BEGIN Passage given
Files stored in the SDA/BP archive are encrypted using the Crypt4GH standard. The sections below explain how to encrypt and upload files to the archive.
Files uploaded to the SDA/BP services must be encrypted with the appropriate public key. Depending on the service you are using, you can download the key file with the following commands:
For uploading to the SDA:
wget https://raw.githubusercontent.com/NBISweden/EGA-SE-user-docs/main/crypt4gh_key.pub
For uploading to Big Picture:
wget https://raw.githubusercontent.com/NBISweden/EGA-SE-user-docs/main/crypt4gh_bp_key.pub
After downloading the public key file, you can encrypt your files using the
sda-cli
executable obtained in the first step of this guide. To encrypt a
specific file, use the following command:
./sda-cli encrypt -key <public_key_file> <file_to_encrypt>
where <public_key_file>
is the key file downloaded in the previous step. You
can also encrypt multiple files at once by listing them, separated by spaces,
as shown below:
./sda-cli encrypt -key <public_key_file> <file_1_to_encrypt> <file_2_to_encrypt>
The tool also provides a -continue
option, which allows encryption to
continue even if one of the files fails. To enable this feature, run the
command like this:
./sda-cli encrypt -key <public_key_file> -continue=true <file_1_to_encrypt> <file_2_to_encrypt>
You can encrypt files using multiple public keys by specifying the -key
flag
multiple times. For example:
./sda-cli encrypt -key <public_key_file1> -key <public_key_file2> <file_to_encrypt>
This command encrypts the file with two keys, allowing it to be decrypted using either of the corresponding private keys. Encryption with more than two keys is also supported.
Alternatively, you can use a single file containing concatenated public keys. To create such a file, use a command like:
cat <public_key_file1> <public_key_file2> > <concatenated_public_key_file>
You can then provide this concatenated key file to the -key
argument:
./sda-cli encrypt -key <concatenated_public_key_file> <file_to_encrypt>
Combining both approaches is also allowed. For instance:
./sda-cli encrypt -key <concatenated_public_key_file> -key <public_key_file3> <file_to_encrypt>
Note: The encrypt
command generates four hash files (MD5 and SHA256) for
both the encrypted and unencrypted versions of the file.
Developer Notes: The tool creates a temporary key pair during the encryption process for enhanced security.
After encrypting your files, they are ready to be uploaded to the SDA/BP archive. Since the S3 storage requires user authentication, you must download a configuration file before starting the upload process.
END Passage given
BEGIN Record excerpts
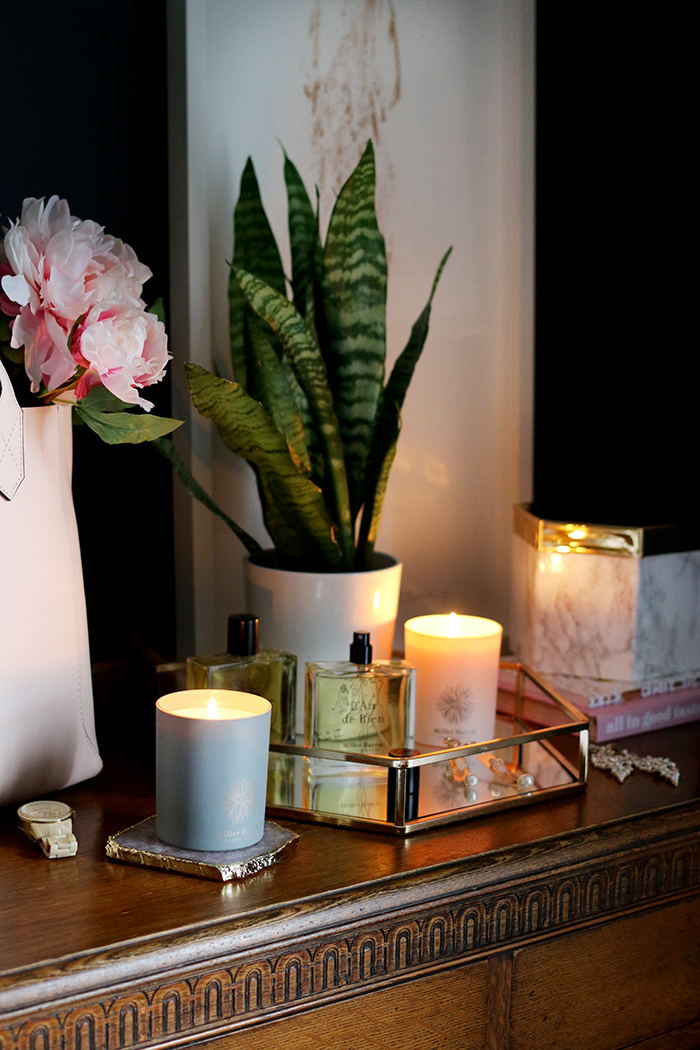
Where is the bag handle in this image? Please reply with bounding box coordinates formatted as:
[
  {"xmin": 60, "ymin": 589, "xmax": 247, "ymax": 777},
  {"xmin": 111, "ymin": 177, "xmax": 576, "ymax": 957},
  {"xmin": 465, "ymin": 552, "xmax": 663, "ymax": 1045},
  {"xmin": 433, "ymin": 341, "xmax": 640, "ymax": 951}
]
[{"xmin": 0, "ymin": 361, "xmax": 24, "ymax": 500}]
END Record excerpts
> **Short exercise 1**:
In the SDA/BP encryption guide, why must a configuration file be downloaded before files are uploaded? Answer in one to three sentences.
> **Short exercise 2**:
According to the SDA/BP encryption guide, which option lets encryption keep going when one of the files fails?
> **Short exercise 3**:
Continue the guide to encrypting and uploading files to the SDA/BP archive, starting right after its final sentence.

> **Final answer 1**:
A configuration file must be downloaded first because the S3 storage requires user authentication.

> **Final answer 2**:
The -continue option, set with -continue=true.

> **Final answer 3**:
To obtain the configuration file, log in using your Life Science RI account:
- For BigPicture, visit https://login.bp.nbis.se/
Follow the dialogue to get authenticated and then click on Download inbox s3cmd credentials
to download the configuration file named s3cmd.conf
. Place this
file in the same folder as the sda-cli
executable you downloaded earlier.
The access token required for authentication can be provided in one of three ways, listed in order of priority:
- Using the
-accessToken
flag in the command. - From the
ACCESSTOKEN
environment variable. - In the configuration file.
Once the configuration file has been downloaded, files can be uploaded to the
archive using the sda-cli
executable. To upload a specific file, use the
following command:
./sda-cli -config <configuration_file> upload <encrypted_file_to_upload>
where <configuration_file>
refers to the configuration file downloaded in the
previous step, and <encrypted_file_to_upload>
refers to a file encrypted in
the earlier steps.
The tool also supports uploading multiple files simultaneously by listing them, separated by spaces, as shown below:
./sda-cli -config <configuration_file> upload <encrypted_file_1_to_upload> <encrypted_file_2_to_upload>
Note:
- By default, files are uploaded to the user's base directory on the archive.
- If the input contains unencrypted files, the process will exit early.
You can upload entire directories recursively, including all contained files and
subfolders while preserving the local folder structure. This can be done using
the -r
flag. For example:
./sda-cli -config <configuration_file> upload -r <folder_to_upload>
This command uploads <folder_to_upload>
to the archive, maintaining its internal
folder and file structure.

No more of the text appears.